-------- EXERCISE INPUTS --------

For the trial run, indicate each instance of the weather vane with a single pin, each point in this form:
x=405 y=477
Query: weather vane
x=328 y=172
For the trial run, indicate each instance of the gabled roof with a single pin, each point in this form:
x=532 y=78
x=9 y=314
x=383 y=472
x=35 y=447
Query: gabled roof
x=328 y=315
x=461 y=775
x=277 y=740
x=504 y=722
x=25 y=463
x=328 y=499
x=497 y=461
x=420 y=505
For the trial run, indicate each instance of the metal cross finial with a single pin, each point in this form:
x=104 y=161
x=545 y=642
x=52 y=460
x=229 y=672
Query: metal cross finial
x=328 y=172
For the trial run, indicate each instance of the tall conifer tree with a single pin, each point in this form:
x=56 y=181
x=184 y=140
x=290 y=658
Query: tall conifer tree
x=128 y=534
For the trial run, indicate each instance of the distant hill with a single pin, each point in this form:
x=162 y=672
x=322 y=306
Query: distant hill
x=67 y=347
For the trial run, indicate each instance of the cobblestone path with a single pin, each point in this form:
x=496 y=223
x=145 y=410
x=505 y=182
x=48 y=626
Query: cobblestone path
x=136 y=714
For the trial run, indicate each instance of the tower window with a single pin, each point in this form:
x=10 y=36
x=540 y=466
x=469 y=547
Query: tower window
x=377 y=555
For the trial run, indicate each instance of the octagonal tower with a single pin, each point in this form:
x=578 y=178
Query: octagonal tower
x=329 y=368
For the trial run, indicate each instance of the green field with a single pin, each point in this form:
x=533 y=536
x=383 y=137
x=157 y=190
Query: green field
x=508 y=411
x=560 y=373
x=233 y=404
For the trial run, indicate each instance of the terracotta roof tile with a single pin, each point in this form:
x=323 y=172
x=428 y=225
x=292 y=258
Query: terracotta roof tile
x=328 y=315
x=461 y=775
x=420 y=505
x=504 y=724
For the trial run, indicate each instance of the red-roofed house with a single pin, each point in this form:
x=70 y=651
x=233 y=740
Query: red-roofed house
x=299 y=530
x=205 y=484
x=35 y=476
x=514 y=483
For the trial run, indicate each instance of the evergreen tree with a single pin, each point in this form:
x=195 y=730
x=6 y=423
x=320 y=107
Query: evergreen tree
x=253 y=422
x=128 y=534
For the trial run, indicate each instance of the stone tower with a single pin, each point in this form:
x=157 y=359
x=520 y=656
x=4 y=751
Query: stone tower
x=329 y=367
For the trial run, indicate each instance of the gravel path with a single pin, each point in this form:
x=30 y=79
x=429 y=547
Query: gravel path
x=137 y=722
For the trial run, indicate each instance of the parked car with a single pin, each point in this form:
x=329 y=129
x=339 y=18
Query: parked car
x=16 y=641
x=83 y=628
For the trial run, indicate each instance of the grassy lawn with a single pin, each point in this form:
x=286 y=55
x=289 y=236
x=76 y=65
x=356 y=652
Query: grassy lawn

--------

Copy the lines of the listing above word for word, leaving nothing out.

For the trial run, indicate each instance of the weather vane with a single pin, each point in this form:
x=405 y=477
Query: weather vane
x=328 y=172
For the trial run, indicate each instance of the gabled roof with a single pin, each point in this form:
x=532 y=78
x=9 y=314
x=383 y=472
x=35 y=447
Query: gabled roof
x=328 y=315
x=461 y=775
x=277 y=740
x=504 y=722
x=25 y=463
x=328 y=499
x=497 y=461
x=420 y=505
For the trial run, indicate each instance of the metal cross finial with a single pin, each point in this form:
x=104 y=161
x=545 y=642
x=52 y=460
x=229 y=672
Query: metal cross finial
x=328 y=172
For the trial run, indicate each instance of the tall conifer tree with a single pin, each point in this form:
x=56 y=181
x=184 y=140
x=290 y=658
Query: tall conifer tree
x=128 y=534
For the trial run, indicate each instance of the distant hill with a single pin, each point in this form:
x=162 y=672
x=322 y=306
Query: distant hill
x=67 y=347
For the trial run, indicate each instance of the cobblestone path with a single pin, each point in this form:
x=496 y=223
x=145 y=410
x=505 y=182
x=48 y=626
Query: cobblestone path
x=136 y=714
For the trial run, indicate each instance of the tower window with a single pin, each point in this form:
x=10 y=36
x=540 y=466
x=469 y=547
Query: tower window
x=377 y=555
For the trial run, indicate each instance of the octagonal tower with a single pin, each point in this form:
x=578 y=178
Query: octagonal tower
x=329 y=368
For the trial run, indicate each instance of the green field with a single pin, each point in this form:
x=533 y=536
x=383 y=137
x=157 y=190
Query: green field
x=508 y=411
x=560 y=373
x=233 y=404
For the trial run, indicate each instance of the terracotta roof tile with a single pin, each point in this form:
x=323 y=172
x=428 y=225
x=292 y=258
Query: terracotta roof tile
x=328 y=315
x=461 y=775
x=420 y=505
x=504 y=724
For the trial run, indicate each instance of the red-roofed house with a single pin, each point in this form:
x=70 y=651
x=233 y=740
Query: red-roofed house
x=299 y=530
x=205 y=484
x=35 y=476
x=514 y=483
For the trial run, indicate each instance of the evergreen tree with a single pin, each point in this form:
x=195 y=730
x=6 y=423
x=320 y=107
Query: evergreen tree
x=253 y=422
x=128 y=534
For the trial run, indicate each instance of the stone tower with a single pin, each point in this form:
x=157 y=359
x=520 y=656
x=4 y=751
Query: stone tower
x=329 y=367
For the trial run, indicate each instance of the gravel path with a single pin, each point in this form:
x=30 y=79
x=429 y=547
Query: gravel path
x=137 y=722
For the trial run, indicate each instance of the parked car with a single pin, each point in this form:
x=329 y=129
x=339 y=18
Query: parked car
x=16 y=641
x=83 y=628
For the trial run, indicate each instance of the grassy lawn with a single pin, each point in this form:
x=286 y=55
x=289 y=236
x=76 y=65
x=356 y=652
Query: grassy lawn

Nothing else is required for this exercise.